§ **SET EXERCISE**:
Count the lines of the rows below that contain the word "black". Reply with the number alone.

§ **GIVEN DATA**:
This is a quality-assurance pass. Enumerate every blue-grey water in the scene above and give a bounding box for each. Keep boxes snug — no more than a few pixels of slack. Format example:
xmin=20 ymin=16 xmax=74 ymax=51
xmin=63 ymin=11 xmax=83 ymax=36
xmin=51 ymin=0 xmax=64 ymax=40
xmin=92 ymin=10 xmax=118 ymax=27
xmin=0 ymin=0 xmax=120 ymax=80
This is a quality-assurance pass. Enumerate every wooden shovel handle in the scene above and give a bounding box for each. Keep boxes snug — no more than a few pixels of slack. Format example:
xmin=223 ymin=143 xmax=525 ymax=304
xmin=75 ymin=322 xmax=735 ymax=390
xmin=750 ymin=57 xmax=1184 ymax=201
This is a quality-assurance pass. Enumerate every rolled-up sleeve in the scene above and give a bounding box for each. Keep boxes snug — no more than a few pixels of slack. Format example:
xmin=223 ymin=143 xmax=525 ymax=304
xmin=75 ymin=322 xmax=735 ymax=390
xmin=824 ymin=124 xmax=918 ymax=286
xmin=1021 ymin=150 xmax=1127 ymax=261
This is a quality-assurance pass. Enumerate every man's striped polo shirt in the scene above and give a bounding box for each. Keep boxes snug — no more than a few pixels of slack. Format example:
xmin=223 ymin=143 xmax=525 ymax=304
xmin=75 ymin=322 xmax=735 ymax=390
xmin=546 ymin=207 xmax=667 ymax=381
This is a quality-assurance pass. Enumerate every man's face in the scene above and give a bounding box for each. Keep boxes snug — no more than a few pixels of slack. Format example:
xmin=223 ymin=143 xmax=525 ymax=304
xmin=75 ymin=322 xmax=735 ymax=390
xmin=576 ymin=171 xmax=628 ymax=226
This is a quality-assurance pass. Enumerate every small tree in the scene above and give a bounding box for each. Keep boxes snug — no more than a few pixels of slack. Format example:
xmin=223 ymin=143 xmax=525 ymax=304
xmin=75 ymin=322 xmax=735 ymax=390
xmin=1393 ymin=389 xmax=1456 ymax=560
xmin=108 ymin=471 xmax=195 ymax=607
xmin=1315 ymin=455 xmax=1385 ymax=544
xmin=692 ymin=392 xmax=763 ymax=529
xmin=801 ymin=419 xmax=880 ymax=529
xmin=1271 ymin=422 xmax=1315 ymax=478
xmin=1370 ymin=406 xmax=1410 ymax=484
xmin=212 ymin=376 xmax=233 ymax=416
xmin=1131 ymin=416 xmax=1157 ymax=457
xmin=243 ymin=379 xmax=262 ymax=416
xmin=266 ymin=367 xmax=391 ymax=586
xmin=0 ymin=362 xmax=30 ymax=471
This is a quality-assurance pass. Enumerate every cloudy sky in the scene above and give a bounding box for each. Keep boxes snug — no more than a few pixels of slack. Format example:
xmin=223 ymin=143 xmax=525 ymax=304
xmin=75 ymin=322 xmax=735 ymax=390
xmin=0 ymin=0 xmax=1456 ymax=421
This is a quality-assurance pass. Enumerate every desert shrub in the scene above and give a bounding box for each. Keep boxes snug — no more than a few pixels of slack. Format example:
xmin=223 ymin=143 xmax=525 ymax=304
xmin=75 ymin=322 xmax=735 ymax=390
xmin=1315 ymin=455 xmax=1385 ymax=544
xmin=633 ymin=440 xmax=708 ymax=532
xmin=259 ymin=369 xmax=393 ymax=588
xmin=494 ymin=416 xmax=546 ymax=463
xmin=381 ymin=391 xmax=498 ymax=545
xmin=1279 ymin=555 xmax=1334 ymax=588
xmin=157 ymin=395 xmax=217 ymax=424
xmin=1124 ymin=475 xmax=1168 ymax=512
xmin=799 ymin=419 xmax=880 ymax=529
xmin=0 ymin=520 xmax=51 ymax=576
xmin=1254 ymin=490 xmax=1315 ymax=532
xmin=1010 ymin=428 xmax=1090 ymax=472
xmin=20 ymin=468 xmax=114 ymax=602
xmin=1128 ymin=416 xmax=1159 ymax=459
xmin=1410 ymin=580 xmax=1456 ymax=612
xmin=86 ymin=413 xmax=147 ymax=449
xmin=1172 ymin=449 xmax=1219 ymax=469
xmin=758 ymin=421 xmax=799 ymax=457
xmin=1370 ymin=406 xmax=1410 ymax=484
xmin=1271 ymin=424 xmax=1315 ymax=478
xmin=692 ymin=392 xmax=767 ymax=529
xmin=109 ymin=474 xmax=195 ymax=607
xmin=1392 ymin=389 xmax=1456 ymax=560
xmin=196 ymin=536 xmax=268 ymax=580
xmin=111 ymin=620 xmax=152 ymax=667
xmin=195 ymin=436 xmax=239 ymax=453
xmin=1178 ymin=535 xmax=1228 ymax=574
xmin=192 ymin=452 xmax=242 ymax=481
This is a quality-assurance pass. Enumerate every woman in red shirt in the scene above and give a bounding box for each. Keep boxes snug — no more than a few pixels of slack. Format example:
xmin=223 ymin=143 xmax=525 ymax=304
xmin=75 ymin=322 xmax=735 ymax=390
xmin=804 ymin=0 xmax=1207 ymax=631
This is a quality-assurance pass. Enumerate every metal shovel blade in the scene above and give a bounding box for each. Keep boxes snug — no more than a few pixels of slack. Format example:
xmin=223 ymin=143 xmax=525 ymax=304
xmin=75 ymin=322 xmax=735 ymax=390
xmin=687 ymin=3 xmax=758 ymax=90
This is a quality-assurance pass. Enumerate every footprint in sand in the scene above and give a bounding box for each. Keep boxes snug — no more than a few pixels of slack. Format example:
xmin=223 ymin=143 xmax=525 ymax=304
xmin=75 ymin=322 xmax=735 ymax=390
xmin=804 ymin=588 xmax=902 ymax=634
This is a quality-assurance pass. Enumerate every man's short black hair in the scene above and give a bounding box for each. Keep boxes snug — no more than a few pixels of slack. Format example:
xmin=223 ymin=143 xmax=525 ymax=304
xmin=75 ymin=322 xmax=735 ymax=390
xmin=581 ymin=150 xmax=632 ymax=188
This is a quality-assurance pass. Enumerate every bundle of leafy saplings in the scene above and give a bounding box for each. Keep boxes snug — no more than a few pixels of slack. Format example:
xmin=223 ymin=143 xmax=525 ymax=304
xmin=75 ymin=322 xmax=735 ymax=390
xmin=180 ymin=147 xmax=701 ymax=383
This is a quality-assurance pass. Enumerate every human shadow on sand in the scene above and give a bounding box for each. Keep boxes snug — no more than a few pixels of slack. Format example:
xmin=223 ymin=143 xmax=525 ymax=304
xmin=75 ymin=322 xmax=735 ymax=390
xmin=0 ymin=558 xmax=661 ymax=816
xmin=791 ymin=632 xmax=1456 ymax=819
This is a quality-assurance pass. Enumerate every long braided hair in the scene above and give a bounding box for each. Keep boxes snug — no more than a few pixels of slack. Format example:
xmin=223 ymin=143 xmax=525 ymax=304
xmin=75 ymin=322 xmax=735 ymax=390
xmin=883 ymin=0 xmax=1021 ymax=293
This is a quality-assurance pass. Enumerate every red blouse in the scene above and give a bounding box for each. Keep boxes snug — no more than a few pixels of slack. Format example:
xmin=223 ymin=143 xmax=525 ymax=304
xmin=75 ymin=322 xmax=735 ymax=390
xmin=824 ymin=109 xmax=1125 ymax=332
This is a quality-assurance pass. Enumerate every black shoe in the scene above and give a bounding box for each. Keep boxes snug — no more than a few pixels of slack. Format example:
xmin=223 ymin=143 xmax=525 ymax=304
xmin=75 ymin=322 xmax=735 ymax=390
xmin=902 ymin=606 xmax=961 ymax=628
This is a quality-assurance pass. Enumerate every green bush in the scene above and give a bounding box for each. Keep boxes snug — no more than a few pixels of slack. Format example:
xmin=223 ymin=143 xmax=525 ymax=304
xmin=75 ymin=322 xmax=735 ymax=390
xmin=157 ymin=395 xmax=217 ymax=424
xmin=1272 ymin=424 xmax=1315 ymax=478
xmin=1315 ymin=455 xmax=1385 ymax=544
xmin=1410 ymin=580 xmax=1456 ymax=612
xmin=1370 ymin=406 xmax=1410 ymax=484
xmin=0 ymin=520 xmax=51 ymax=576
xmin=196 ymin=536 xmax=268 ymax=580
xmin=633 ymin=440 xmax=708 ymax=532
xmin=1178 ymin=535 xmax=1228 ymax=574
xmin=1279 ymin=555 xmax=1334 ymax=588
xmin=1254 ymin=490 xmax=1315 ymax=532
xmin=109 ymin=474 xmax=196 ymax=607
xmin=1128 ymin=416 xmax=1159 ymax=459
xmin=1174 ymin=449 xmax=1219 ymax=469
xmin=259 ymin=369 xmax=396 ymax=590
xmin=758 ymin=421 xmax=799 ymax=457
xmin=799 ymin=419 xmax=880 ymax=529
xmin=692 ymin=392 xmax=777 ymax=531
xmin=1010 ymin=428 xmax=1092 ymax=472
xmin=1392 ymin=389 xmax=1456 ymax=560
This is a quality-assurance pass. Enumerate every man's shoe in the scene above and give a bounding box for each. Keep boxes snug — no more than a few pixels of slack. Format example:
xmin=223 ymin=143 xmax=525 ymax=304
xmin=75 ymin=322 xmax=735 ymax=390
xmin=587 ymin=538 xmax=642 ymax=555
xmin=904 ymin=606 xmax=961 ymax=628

§ **ANSWER TO THIS TASK**:
2